* [PASSAGE]:
◆ ◆ ◆ ◆ ◆ ◆ ◆
I Live in LA... and Don't Have a Driver's License

The look I get when I tell people in LA that I don’t have a driver’s license is a combination of revulsion and fascination, like I’ve just told someone that I’m into autoerotic asphyxiation. Not just “I don’t have a car” -- that I’m an adult legally barred from driving. It breaks their brains a little bit. They can’t believe anyone actually *does* that, but they want to know how it works. Sort of. For a friend. There are three stages to their response:

Stage 1: Disbelief

“No. No. No way. Come on. You’re lying. You have to be lying. What kind of person doesn’t have a driver’s license?”

Stage 2: Wariness

“What kind of human being doesn’t have a driver’s license? Wait. DUI?” (Uh, nope.)

Stage 3: Acceptance

“Huh. So... you like ride buses? How does that work?”

I ask myself that question all the time. And here are my answers:

Flickr/Nick Kocharhook

How did I get here?

Being without a driver’s license wasn’t a conscious choice. Like a lot of things it was a consequence of anxiety, distractedness, and convenience. I was never the most comfortable driver: I could never get past the idea that I was in control of a 2,000lb mass of metal and glass that could kill me and others. Still, since I went to high school in New Jersey, getting a driver’s license was a rite of passage. I did it (just barely). For years after that, my license was mainly a means of procuring alcohol. I never owned my own car, never bought a car, almost never drove a car.

By the time my license came up for renewal, I’d moved to New York City, the city that might be the literal worst place in the world to own a car. Owning a car in New York is like keeping a unicorn in a closet; it’s cool and all, but isn’t it kind of cruel? I got the paperwork to renew my license, had a few months to get it sorted, tossed it aside, and went on about my business. By the time I actually remembered that my license was going to expire, it had already shuffled off this legal coil.
◆ ◆ ◆ ◆ ◆ ◆ ◆
* [TASK REQUIREMENTS]:
a) According to the essay, where did the writer go to high school?
b) Reproduce the portion of the essay that starts with the words "By the time my" and ends with "this legal coil.", word for word.

* [DATA FOR REVIEW]:
◆ ◆ ◆ ◆ ◆ ◆ ◆
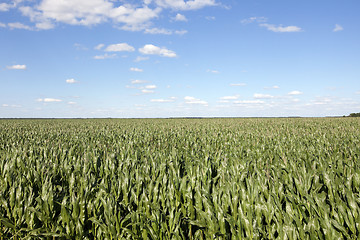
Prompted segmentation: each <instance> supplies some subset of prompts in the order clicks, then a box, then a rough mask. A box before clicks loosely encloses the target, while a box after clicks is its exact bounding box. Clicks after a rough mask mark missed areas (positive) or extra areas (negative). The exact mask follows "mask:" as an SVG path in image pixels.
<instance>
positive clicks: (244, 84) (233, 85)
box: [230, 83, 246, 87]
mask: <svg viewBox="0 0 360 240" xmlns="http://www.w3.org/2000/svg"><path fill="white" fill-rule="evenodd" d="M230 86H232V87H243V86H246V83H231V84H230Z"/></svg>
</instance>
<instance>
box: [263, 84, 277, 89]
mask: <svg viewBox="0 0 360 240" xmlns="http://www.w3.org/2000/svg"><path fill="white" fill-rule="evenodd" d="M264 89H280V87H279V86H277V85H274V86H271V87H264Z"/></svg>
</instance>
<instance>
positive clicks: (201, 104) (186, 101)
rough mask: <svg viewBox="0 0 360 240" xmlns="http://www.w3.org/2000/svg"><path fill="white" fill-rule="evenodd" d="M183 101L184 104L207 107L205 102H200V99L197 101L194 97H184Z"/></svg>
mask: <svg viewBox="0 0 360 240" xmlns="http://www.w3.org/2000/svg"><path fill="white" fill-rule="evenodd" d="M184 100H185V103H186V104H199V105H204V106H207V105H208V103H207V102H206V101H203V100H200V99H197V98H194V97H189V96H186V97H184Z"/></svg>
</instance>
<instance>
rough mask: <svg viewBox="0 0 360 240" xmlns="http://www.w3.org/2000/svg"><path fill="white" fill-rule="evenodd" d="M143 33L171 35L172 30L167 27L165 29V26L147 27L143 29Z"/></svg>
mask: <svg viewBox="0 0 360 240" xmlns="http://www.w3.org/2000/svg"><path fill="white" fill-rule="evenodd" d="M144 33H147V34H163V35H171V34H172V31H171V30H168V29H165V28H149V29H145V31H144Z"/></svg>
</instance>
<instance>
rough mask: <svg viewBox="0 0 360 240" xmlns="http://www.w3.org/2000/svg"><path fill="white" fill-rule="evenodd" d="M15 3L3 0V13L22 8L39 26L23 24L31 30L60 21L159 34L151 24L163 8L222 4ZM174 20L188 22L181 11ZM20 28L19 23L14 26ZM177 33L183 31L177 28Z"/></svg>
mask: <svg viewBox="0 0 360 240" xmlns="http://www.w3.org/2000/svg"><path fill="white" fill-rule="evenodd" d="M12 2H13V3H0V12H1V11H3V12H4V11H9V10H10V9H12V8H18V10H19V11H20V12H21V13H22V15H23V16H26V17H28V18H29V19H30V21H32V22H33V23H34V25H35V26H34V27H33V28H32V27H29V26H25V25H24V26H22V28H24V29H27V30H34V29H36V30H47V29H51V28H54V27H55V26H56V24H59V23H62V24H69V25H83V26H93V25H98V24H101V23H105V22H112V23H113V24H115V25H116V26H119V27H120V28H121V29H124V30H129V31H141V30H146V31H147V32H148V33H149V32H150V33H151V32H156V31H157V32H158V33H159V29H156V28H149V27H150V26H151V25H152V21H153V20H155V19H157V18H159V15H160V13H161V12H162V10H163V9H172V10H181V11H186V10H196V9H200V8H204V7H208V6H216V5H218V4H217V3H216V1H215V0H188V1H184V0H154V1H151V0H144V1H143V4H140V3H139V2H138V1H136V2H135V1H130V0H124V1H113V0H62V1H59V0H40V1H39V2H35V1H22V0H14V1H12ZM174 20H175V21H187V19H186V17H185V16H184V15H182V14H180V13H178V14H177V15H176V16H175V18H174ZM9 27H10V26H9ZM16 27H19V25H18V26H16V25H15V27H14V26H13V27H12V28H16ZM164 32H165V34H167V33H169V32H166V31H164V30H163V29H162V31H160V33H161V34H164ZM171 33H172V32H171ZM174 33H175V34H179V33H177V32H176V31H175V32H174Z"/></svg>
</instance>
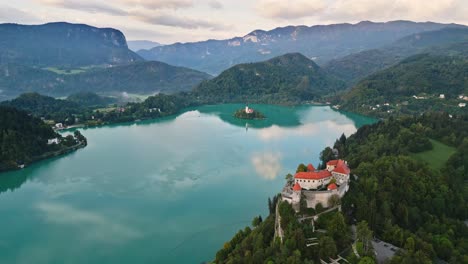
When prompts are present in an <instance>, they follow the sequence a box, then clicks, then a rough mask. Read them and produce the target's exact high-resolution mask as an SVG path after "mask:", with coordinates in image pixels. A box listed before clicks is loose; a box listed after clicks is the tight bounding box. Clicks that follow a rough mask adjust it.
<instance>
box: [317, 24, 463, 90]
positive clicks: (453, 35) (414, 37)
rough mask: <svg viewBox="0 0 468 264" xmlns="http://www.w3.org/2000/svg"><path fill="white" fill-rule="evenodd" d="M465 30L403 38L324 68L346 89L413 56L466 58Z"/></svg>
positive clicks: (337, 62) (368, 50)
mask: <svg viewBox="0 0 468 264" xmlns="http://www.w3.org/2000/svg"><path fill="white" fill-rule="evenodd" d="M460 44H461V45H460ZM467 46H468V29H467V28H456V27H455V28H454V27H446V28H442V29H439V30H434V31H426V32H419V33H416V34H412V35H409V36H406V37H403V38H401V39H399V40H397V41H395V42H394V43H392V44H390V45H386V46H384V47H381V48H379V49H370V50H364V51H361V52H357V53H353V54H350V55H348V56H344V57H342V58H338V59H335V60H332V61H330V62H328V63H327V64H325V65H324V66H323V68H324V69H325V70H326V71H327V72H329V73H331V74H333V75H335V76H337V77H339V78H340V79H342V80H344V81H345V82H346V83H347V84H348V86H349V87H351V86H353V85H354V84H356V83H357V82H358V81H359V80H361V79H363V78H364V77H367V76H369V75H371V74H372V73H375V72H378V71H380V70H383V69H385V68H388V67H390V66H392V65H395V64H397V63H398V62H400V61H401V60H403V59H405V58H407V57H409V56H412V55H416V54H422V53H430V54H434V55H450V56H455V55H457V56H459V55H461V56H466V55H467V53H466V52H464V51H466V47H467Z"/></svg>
◆ ◆ ◆ ◆ ◆ ◆ ◆
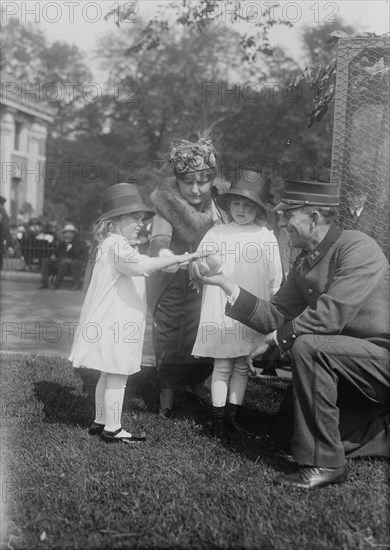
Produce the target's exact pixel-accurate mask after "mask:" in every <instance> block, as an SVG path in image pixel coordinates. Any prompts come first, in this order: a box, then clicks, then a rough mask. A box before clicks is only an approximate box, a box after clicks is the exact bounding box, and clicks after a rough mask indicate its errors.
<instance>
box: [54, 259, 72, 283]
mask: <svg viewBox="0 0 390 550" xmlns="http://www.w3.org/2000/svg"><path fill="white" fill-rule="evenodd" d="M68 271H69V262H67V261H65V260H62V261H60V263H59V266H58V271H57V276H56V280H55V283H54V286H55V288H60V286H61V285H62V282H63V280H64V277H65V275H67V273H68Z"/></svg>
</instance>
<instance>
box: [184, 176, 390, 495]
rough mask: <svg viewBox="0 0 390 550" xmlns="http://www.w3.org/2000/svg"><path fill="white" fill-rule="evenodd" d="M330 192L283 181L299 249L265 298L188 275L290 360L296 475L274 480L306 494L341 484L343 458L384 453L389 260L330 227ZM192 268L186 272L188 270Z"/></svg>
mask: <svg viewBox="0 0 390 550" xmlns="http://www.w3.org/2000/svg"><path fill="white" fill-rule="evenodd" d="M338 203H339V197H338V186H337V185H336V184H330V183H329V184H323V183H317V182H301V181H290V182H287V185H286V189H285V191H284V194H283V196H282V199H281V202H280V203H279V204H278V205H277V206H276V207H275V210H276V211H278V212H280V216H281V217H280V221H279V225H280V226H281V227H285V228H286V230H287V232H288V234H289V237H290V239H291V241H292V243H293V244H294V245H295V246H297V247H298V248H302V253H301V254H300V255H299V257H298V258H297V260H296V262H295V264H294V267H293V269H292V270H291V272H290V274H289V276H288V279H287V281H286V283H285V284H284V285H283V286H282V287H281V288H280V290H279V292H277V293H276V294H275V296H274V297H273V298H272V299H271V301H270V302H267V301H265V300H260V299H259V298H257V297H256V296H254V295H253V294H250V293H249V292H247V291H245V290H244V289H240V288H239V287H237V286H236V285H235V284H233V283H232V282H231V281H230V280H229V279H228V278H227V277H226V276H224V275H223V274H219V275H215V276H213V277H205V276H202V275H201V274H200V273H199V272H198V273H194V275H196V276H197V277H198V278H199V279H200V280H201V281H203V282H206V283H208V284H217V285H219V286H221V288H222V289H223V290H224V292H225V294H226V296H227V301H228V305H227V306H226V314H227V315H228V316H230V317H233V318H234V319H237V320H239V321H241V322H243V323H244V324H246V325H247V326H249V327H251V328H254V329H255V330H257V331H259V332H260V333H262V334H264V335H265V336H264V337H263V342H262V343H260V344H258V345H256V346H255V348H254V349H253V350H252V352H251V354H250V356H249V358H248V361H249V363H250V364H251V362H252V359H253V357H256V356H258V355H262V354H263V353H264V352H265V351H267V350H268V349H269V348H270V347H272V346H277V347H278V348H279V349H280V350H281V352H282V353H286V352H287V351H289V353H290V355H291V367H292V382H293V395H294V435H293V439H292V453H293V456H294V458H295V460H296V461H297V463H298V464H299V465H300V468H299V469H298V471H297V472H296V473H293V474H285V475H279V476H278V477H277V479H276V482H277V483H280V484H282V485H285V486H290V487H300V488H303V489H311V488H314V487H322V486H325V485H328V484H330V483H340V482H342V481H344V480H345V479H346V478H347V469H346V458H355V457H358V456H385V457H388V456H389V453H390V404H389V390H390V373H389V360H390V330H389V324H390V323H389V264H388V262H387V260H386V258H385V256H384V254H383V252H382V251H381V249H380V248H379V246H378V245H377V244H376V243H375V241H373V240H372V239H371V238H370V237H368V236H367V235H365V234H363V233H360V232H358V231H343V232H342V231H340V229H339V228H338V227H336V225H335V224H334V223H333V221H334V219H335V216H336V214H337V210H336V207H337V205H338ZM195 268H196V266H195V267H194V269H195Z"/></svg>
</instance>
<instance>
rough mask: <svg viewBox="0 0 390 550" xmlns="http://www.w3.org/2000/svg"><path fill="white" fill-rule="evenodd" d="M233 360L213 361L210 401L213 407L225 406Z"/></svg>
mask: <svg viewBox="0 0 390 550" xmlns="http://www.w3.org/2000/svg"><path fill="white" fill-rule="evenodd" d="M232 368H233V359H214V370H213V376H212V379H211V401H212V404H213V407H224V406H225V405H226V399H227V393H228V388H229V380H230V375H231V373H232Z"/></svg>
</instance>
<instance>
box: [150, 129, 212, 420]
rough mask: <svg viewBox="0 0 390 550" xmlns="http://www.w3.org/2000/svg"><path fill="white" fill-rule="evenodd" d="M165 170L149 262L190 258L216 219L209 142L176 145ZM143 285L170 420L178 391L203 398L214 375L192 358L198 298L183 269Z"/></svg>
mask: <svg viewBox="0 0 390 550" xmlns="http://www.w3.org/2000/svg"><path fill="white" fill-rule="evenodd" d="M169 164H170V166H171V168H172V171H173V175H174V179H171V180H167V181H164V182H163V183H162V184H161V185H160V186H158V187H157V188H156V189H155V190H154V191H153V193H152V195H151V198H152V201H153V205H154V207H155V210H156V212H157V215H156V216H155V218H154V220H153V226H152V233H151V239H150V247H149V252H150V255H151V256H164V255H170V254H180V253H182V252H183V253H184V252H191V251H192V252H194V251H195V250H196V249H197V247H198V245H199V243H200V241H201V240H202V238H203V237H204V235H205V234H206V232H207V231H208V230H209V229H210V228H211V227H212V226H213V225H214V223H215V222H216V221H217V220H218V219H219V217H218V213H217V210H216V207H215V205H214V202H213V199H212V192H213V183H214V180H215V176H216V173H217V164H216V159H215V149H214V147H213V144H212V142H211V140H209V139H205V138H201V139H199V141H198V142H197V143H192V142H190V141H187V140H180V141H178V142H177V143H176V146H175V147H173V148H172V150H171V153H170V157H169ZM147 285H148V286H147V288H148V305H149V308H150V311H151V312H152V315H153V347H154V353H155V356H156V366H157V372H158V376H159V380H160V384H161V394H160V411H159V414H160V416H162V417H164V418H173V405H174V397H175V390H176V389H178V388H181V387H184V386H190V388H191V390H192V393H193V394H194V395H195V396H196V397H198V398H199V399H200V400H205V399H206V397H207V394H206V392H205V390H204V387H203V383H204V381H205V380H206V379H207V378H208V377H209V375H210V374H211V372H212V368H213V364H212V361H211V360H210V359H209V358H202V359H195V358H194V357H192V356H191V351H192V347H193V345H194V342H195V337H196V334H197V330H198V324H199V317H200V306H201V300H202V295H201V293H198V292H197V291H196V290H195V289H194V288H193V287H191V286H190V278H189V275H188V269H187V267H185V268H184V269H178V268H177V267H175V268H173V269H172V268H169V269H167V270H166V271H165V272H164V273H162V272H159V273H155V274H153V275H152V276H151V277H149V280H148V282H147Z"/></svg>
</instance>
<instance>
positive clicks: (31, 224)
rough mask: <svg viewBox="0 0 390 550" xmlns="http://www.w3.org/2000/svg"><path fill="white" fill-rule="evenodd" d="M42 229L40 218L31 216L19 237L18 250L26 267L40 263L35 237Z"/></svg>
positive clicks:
◆ ◆ ◆ ◆ ◆ ◆ ◆
* [SOLUTIONS BY TASK]:
a) New Jersey.

b)
By the time my license came up for renewal, I’d moved to New York City, the city that might be the literal worst place in the world to own a car. Owning a car in New York is like keeping a unicorn in a closet; it’s cool and all, but isn’t it kind of cruel? I got the paperwork to renew my license, had a few months to get it sorted, tossed it aside, and went on about my business. By the time I actually remembered that my license was going to expire, it had already shuffled off this legal coil.